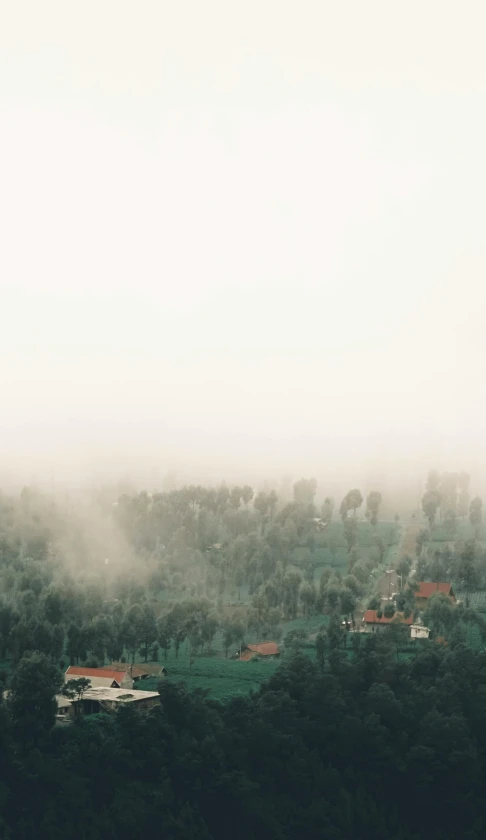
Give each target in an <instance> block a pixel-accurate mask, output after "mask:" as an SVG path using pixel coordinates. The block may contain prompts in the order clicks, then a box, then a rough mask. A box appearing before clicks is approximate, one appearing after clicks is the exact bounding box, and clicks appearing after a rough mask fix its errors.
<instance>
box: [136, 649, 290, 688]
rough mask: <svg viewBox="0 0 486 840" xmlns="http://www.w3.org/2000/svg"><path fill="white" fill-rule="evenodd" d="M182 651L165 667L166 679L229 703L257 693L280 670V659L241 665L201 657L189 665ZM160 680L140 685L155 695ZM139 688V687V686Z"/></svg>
mask: <svg viewBox="0 0 486 840" xmlns="http://www.w3.org/2000/svg"><path fill="white" fill-rule="evenodd" d="M184 648H185V646H183V648H181V650H180V652H179V658H178V659H176V658H175V654H173V653H169V655H168V657H167V660H163V664H164V665H165V666H166V667H167V679H168V680H172V681H174V682H184V683H186V685H187V687H188V688H189V689H191V690H193V689H195V688H202V689H204V690H206V691H208V696H209V697H210V698H211V699H213V700H221V701H224V700H227V699H228V698H230V697H235V696H237V695H241V696H246V695H247V694H249V693H250V691H252V690H254V691H256V690H257V689H258V688H259V687H260V685H261V683H262V682H264V681H265V680H267V679H268V678H269V677H271V676H272V674H274V673H275V671H276V670H277V668H278V665H279V658H276V659H260V660H258V661H256V660H253V661H252V660H250V661H249V662H239V661H238V660H235V659H224V658H221V657H210V656H207V657H205V656H198V657H195V658H194V661H193V664H192V665H189V658H188V655H187V650H185V649H184ZM158 683H159V680H158V679H157V678H150V679H148V680H144V681H143V683H140V684H139V687H140V688H143V689H145V690H146V691H156V690H157V685H158ZM137 687H138V686H137Z"/></svg>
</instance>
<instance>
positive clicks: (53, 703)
mask: <svg viewBox="0 0 486 840" xmlns="http://www.w3.org/2000/svg"><path fill="white" fill-rule="evenodd" d="M63 681H64V680H63V675H62V674H61V672H60V671H59V669H58V668H56V666H55V665H53V664H52V662H51V661H50V660H49V659H48V657H47V656H46V655H45V654H43V653H37V652H36V653H29V654H26V655H25V656H24V657H23V658H22V659H21V660H20V662H19V664H18V665H17V667H16V669H15V671H14V673H13V675H12V680H11V683H10V693H9V696H8V705H9V709H10V714H11V718H12V724H13V729H14V732H15V733H16V736H17V738H18V740H19V741H20V742H21V743H22V744H23V746H24V747H30V746H36V745H37V744H39V743H40V742H41V741H42V740H43V739H45V737H46V736H47V734H48V732H49V730H50V729H52V727H53V726H54V722H55V717H56V711H57V703H56V694H58V693H59V692H60V690H61V687H62V685H63Z"/></svg>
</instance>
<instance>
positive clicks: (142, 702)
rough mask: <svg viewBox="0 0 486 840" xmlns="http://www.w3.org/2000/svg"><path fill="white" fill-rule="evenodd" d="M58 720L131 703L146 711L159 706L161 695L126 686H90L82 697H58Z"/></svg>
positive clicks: (119, 706)
mask: <svg viewBox="0 0 486 840" xmlns="http://www.w3.org/2000/svg"><path fill="white" fill-rule="evenodd" d="M56 700H57V706H58V713H57V716H56V717H57V720H58V721H60V722H62V721H68V720H72V719H73V718H75V717H78V716H79V715H92V714H99V713H100V712H116V711H117V710H118V709H119V708H120V707H121V706H124V705H127V704H129V705H130V706H132V707H133V708H135V709H138V710H140V711H146V710H147V709H151V708H153V706H158V705H159V703H160V695H159V694H158V692H156V691H137V690H133V689H132V690H130V691H128V690H127V689H126V688H105V687H104V686H97V687H95V688H88V689H87V690H86V691H85V692H84V693H83V694H82V696H80V697H77V698H72V699H67V698H66V697H64V696H63V695H59V696H58V697H57V698H56Z"/></svg>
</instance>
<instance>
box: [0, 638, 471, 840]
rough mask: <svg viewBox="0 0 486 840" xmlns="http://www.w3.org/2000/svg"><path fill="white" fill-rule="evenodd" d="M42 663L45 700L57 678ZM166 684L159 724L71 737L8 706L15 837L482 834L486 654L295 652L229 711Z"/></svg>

.....

WHAT THE TASK REQUIRES:
Output the lines from the one holding "positive clicks: (119, 706)" to the last line of the material, inclusive, exactly as they appear. Add no others.

OUTPUT FOR THIS EXERCISE:
positive clicks: (119, 706)
mask: <svg viewBox="0 0 486 840" xmlns="http://www.w3.org/2000/svg"><path fill="white" fill-rule="evenodd" d="M56 700H57V706H58V713H57V716H56V717H57V720H58V721H60V722H62V721H68V720H72V719H73V718H75V717H78V716H79V715H92V714H99V713H100V712H116V711H117V710H118V709H119V708H120V707H121V706H124V705H127V704H129V705H130V706H132V707H133V708H135V709H138V710H140V711H146V710H147V709H151V708H153V706H158V705H159V703H160V695H159V694H158V692H156V691H137V690H133V689H132V690H130V691H128V690H127V689H126V688H105V687H104V686H97V687H95V688H88V689H87V690H86V691H85V692H84V693H83V694H82V696H80V697H77V698H72V699H67V698H66V697H64V696H63V695H59V696H58V697H57V698H56Z"/></svg>
</instance>
<instance>
box: [0, 638, 471, 840]
rough mask: <svg viewBox="0 0 486 840" xmlns="http://www.w3.org/2000/svg"><path fill="white" fill-rule="evenodd" d="M42 663L45 700L57 678ZM166 684L159 724L71 737L8 706L15 837L482 834L486 654L295 652L229 711Z"/></svg>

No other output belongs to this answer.